● SHORT EXERCISE
In the lines below, change every "pointing only" to "points only" and reproduce the lines otherwise unaltered.

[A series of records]
◇ ◇ ◇ ◇
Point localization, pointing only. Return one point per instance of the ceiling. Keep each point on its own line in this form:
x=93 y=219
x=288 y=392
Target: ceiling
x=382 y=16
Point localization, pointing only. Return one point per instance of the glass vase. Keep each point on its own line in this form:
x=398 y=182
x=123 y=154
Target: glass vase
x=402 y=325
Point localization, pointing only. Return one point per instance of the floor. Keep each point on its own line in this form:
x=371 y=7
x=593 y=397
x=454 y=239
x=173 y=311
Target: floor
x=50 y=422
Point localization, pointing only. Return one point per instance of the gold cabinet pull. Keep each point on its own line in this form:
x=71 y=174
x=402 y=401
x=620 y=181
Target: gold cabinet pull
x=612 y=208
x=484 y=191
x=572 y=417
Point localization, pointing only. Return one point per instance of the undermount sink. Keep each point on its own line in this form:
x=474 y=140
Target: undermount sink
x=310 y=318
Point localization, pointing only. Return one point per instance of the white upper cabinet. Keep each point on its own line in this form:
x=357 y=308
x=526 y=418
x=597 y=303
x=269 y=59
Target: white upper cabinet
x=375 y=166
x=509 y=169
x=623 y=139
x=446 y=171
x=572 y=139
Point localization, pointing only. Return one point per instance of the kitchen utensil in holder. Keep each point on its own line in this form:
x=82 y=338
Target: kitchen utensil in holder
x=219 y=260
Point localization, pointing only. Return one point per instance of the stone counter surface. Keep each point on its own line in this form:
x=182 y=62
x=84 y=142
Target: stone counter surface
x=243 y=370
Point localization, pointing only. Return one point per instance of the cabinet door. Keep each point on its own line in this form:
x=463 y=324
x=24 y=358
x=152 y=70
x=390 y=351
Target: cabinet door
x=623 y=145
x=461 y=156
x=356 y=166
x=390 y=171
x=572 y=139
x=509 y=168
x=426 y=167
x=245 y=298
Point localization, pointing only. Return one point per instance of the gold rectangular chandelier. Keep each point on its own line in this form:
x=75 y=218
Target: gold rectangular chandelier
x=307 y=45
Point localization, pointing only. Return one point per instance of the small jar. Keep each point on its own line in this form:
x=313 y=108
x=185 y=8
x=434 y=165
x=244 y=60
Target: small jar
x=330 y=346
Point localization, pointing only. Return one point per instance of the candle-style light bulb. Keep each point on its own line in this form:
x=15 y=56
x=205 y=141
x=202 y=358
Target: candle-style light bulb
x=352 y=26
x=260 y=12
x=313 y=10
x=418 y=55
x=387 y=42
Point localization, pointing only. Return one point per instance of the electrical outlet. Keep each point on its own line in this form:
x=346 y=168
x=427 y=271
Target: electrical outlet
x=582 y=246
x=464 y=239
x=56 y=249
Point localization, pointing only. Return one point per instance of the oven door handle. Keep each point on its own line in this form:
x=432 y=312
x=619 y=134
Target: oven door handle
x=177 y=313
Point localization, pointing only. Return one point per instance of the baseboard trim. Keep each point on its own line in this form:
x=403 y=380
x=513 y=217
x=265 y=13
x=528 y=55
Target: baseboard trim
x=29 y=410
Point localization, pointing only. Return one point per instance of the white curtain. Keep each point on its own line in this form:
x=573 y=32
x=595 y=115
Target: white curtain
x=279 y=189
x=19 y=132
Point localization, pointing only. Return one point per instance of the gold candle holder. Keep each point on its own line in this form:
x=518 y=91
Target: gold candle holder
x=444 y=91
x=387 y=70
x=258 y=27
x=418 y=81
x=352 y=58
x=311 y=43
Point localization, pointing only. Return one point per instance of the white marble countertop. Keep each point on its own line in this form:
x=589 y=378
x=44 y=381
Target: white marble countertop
◇ ◇ ◇ ◇
● FINAL RESULT
Point localization, points only. Return one point per instance of the ceiling. Keep each point on its own line in this form:
x=93 y=219
x=288 y=392
Target: ceiling
x=382 y=16
Point localization, points only. Return one point per instance of the glass vase. Keep each point on its own line in this form:
x=398 y=182
x=123 y=154
Target: glass vase
x=402 y=325
Point localization, points only. Return one point per instance of the floor. Keep each point on its own line in this form:
x=371 y=7
x=593 y=397
x=454 y=239
x=173 y=311
Target: floor
x=50 y=422
Point localization, points only. Return one point per instance of the gold cabinet pull. Keep each point on its own line in this form:
x=71 y=174
x=402 y=401
x=620 y=181
Target: gold cabinet pull
x=612 y=208
x=484 y=191
x=572 y=417
Point localization, points only. Return one point per instance of the undermount sink. Keep each point on its own line in this form:
x=474 y=140
Target: undermount sink
x=310 y=318
Point localization, points only. Return one point per instance of the white upper cabinet. Keep each point on its own line in this form:
x=357 y=308
x=526 y=418
x=597 y=303
x=269 y=59
Target: white upper cabinet
x=375 y=166
x=509 y=169
x=623 y=139
x=446 y=171
x=572 y=139
Point localization, points only. Return one point per instance of the kitchen utensil in holder. Keep each point on its own line in this form:
x=82 y=338
Target: kitchen utensil in holder
x=219 y=260
Point localization, points only. Return one point per instance of the stone counter surface. Keep each point on its own line in this form:
x=182 y=62
x=84 y=142
Target: stone counter surface
x=243 y=370
Point localization, points only. Return one point per instance of the cabinet door. Keep each point on its own line in this form:
x=463 y=324
x=24 y=358
x=152 y=70
x=390 y=351
Target: cabinet door
x=623 y=145
x=461 y=156
x=356 y=166
x=390 y=171
x=572 y=139
x=509 y=168
x=426 y=167
x=245 y=298
Point localization, points only. Return one point per instance of the gold rectangular chandelier. Keep each point on its own line in this form:
x=75 y=218
Target: gold rectangular chandelier
x=307 y=45
Point localization, points only. Return one point per instance of the small jar. Keep each point on its own line in this form:
x=313 y=108
x=185 y=8
x=434 y=165
x=244 y=60
Target: small jar
x=330 y=346
Point localization, points only. Return one point per instance of the candle-style light bulb. Keep each point on its own line in this form:
x=15 y=56
x=205 y=141
x=202 y=358
Target: candle-style light bulb
x=352 y=26
x=260 y=12
x=313 y=10
x=418 y=55
x=387 y=42
Point localization, points only. Return one point per instance of the electrical outlet. Keep each point on its own line in this form:
x=346 y=168
x=427 y=271
Target: electrical outlet
x=582 y=246
x=464 y=239
x=56 y=249
Point localization, points only. Return one point per instance of the oven door handle. Keep each point on its own line in this form:
x=432 y=312
x=619 y=134
Target: oven door handle
x=177 y=313
Point localization, points only. Return one point per instance of the baseboard trim. Keep each point on its own line in this form:
x=403 y=380
x=513 y=217
x=265 y=13
x=528 y=55
Target: baseboard trim
x=29 y=410
Point localization, points only. Return one point per instance of the white curtain. Keep each point on its own line in this form:
x=573 y=32
x=595 y=115
Target: white curtain
x=279 y=189
x=19 y=132
Point localization, points only. Return one point per instance of the gold candle holder. Keep each point on its own line in this form:
x=518 y=91
Target: gold candle holder
x=444 y=91
x=387 y=70
x=258 y=27
x=418 y=81
x=352 y=58
x=311 y=43
Point localization, points only. Return one point per instance of the white marble countertop. Keep each point on its own line in this form:
x=589 y=378
x=44 y=381
Target: white marble countertop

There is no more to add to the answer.